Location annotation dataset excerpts
:::::

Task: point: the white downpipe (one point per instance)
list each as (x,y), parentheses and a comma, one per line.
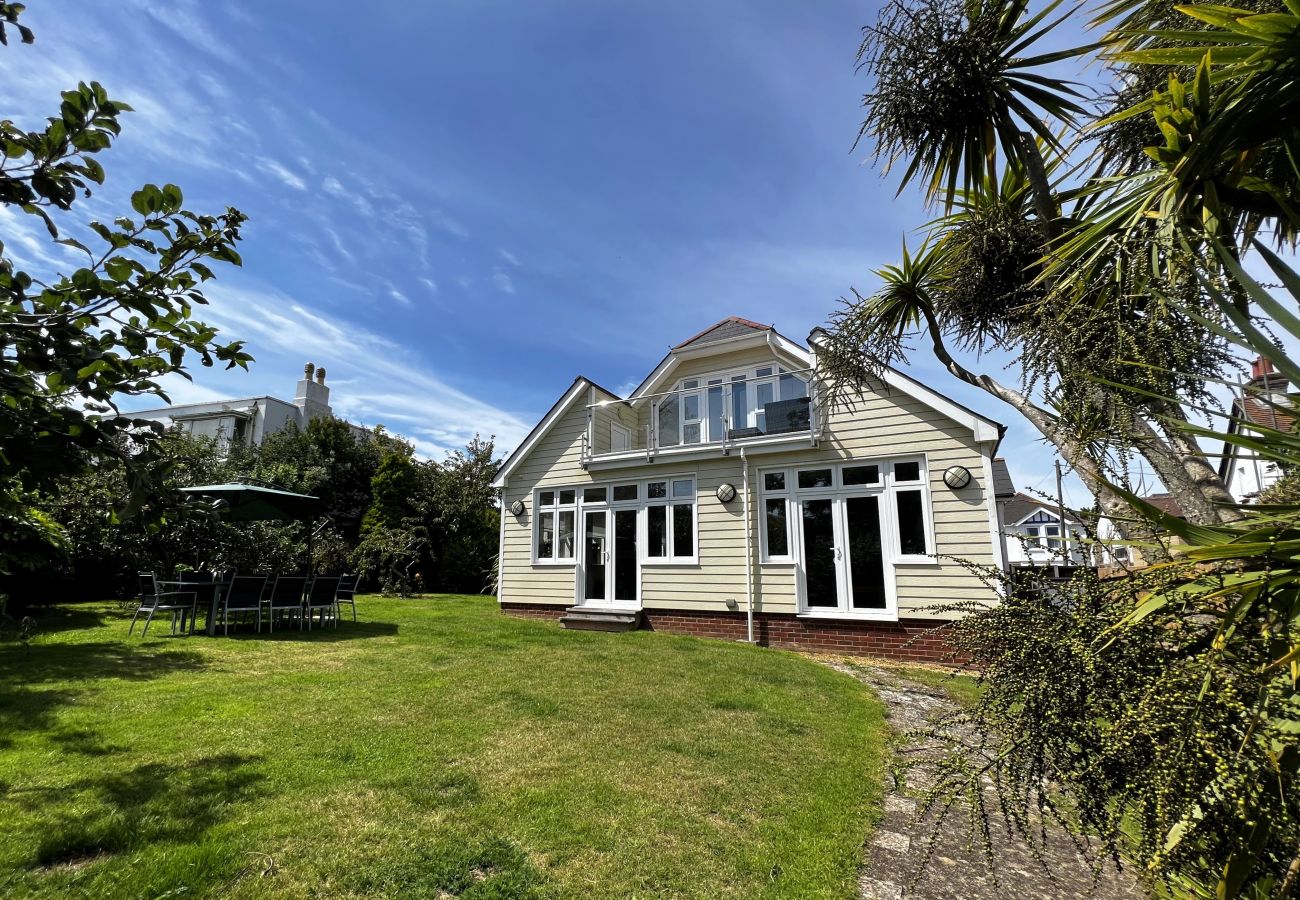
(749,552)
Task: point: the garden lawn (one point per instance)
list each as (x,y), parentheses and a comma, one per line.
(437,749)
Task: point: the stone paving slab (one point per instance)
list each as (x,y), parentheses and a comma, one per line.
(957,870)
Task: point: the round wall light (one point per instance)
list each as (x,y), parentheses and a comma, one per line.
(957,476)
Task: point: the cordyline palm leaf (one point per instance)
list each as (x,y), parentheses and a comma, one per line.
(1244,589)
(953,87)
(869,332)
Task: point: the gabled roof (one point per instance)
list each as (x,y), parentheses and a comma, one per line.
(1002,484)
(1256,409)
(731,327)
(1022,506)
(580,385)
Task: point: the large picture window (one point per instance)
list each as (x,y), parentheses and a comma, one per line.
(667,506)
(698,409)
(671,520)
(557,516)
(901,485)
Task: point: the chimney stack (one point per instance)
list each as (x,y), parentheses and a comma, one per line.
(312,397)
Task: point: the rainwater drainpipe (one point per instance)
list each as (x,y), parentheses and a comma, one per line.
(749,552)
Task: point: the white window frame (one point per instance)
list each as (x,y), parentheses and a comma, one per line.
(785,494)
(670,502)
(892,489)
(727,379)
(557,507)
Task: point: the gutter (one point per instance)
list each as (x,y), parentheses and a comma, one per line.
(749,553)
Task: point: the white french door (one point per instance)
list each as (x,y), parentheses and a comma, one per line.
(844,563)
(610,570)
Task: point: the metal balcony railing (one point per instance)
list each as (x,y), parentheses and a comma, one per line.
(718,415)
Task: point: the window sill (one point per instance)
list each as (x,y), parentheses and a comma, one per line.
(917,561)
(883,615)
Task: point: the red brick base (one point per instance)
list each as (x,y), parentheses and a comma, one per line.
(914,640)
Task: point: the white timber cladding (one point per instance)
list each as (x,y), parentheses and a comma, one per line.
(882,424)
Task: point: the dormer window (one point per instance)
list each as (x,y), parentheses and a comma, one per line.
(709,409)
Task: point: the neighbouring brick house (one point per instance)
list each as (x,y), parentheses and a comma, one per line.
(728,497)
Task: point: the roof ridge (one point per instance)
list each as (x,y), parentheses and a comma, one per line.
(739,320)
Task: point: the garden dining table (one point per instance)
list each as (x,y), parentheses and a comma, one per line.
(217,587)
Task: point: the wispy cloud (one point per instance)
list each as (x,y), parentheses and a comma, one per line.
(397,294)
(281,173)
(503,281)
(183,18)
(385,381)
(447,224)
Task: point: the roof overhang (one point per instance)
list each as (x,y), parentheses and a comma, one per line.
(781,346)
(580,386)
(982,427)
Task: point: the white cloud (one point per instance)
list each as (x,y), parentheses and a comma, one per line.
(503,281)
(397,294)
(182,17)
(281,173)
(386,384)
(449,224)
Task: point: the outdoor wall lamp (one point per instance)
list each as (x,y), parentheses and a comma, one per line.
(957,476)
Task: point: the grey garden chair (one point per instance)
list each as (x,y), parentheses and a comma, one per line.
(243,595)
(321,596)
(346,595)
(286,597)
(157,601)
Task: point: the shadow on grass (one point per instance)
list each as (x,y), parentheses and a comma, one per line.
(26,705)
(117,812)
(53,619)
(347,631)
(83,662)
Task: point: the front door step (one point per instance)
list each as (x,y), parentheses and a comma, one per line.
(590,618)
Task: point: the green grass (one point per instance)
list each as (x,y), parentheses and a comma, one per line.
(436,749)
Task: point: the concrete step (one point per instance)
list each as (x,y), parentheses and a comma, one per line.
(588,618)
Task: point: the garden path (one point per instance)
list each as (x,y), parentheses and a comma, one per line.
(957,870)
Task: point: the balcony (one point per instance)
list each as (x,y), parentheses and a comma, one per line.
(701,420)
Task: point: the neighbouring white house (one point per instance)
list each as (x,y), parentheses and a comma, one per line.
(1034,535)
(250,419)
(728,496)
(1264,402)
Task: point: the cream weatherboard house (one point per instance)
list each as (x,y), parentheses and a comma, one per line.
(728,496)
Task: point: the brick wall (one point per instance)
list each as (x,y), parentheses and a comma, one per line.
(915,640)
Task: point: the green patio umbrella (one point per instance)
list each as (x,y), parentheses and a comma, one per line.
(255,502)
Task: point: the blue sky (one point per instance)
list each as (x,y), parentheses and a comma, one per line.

:::::

TASK INSTRUCTIONS:
Repeat the listing above line for line, leaving out the picture placeholders.

WORKED ANSWER:
Task: point: the white downpipe (one point per instance)
list each as (x,y), parentheses and a comma, one per line.
(749,552)
Task: point: the garden lawn (one point per instance)
list each as (x,y), parentheses and a comma, one per line.
(437,749)
Task: point: the stone paving slab (one point per instance)
list each as (x,y), parentheses and a comma, one per line.
(957,870)
Task: point: the round wall light (one point per instance)
list each as (x,y), parentheses and a comma, one per line.
(957,476)
Task: point: the cordyline palm leaf (one point per instance)
list each as (x,y), parentheses and a comma, one per line.
(1244,589)
(953,87)
(869,332)
Task: point: the gabled roof (one point per instance)
list each as (x,y), parentheses and a comma, one per line.
(1002,484)
(1256,409)
(731,327)
(1022,506)
(580,385)
Task: point: the large picture window (one point per instance)
list each as (x,y), parentheses and a comma, one per line.
(667,506)
(698,409)
(671,520)
(557,516)
(901,485)
Task: point: the chimney stack (one point per instance)
list each as (x,y), parentheses and a comma, one per line.
(312,397)
Task: point: the rainwater drainpipe (one point per instance)
list each as (x,y), parentheses and a comma, one per line.
(749,552)
Task: point: the white window frame (one point per instance)
list each as (x,y), parentheses and a comma, one per line.
(785,494)
(670,502)
(892,489)
(727,379)
(557,507)
Task: point: the gutter (one point per instance)
list each as (x,y), parentheses and a comma, one per line.
(749,553)
Task: point: the white french door (one point per instance)
list each as (x,y), parentheses and a comma, one per line.
(844,563)
(610,570)
Task: point: the metal balcony railing (one point per instance)
list each as (x,y), parentheses and a comma, one per line.
(718,415)
Task: point: the window sill (one point per instance)
list each as (x,y), parentheses and a comma, one per line.
(917,561)
(883,615)
Task: point: the red brick base (one point per instance)
list each as (x,y), parentheses and a comma, one per line.
(914,640)
Task: point: the white timber cladding (one point per instance)
list each as (x,y), parentheses and a comma, one per line.
(882,424)
Task: point: the dormer window (one point per instance)
list each as (x,y), parentheses and a comma, one per line.
(709,409)
Task: point: the neighbouring brick house (one point per instance)
list each as (x,y), parentheses and a comma, one per line.
(728,497)
Task: point: the roof ridge (one point per instance)
list each as (x,y), parentheses and a comma, one per line.
(739,320)
Task: point: the garden dining table (one point per instance)
list each as (x,y), parentheses and a comma, one per line.
(217,587)
Task: point: the wispy cloud (one point per instance)
list each as (x,y), parentheses and a comma, one per line.
(397,294)
(281,173)
(503,281)
(183,18)
(385,381)
(447,224)
Task: point: the roof overhang (one point per instance)
list each as (x,y), parentheses and a comma, one per line.
(781,346)
(580,386)
(982,427)
Task: point: the white cloud (one point per instance)
list each as (x,y), parentheses and a comma, one per line.
(503,281)
(397,294)
(182,17)
(281,173)
(386,384)
(449,224)
Task: point: the outdoor wall lamp (one point per instance)
list each as (x,y), parentheses and a comma, one per line.
(957,476)
Task: point: the grey garden chair (one point per instance)
list each as (x,y), parentheses and a comma, one per line.
(243,595)
(321,596)
(346,595)
(286,597)
(157,601)
Task: point: the shadow on grass (one point per instance)
list each as (x,y), parentheses and a comma, one per line.
(26,705)
(117,812)
(53,619)
(347,631)
(83,662)
Task: point: the front door step (one point per instance)
list each as (x,y), parentheses and a comma, one per line.
(590,618)
Task: point: the green grass (one point per instance)
list each as (x,y), parentheses and a comma, one per line.
(436,749)
Task: point: the concrete step (one point per instance)
list each as (x,y), parentheses and a comma, one per line.
(588,618)
Task: point: the garden path (one point per instance)
list each as (x,y), parentheses and a comma, one per line.
(957,870)
Task: point: the balcony (one point per instance)
list each as (x,y), parentheses and a comma, one per line.
(701,420)
Task: point: the neighbouring white house (one point per instance)
list each as (x,y), parentheses and a comma, one per line.
(1034,535)
(250,419)
(728,496)
(1264,402)
Task: point: the cream weatherboard house (one point per instance)
list each as (x,y), parentheses and a comma, one per line.
(728,496)
Task: point: the brick wall (one point per instance)
list each as (x,y), parentheses and a comma, one per line.
(915,640)
Task: point: the green patio umbrella (one point per instance)
list each as (x,y), parentheses and a comma, one per line.
(255,502)
Task: point: the blue sky (one point per instance)
list each as (x,y), parentheses and a comma, one per line.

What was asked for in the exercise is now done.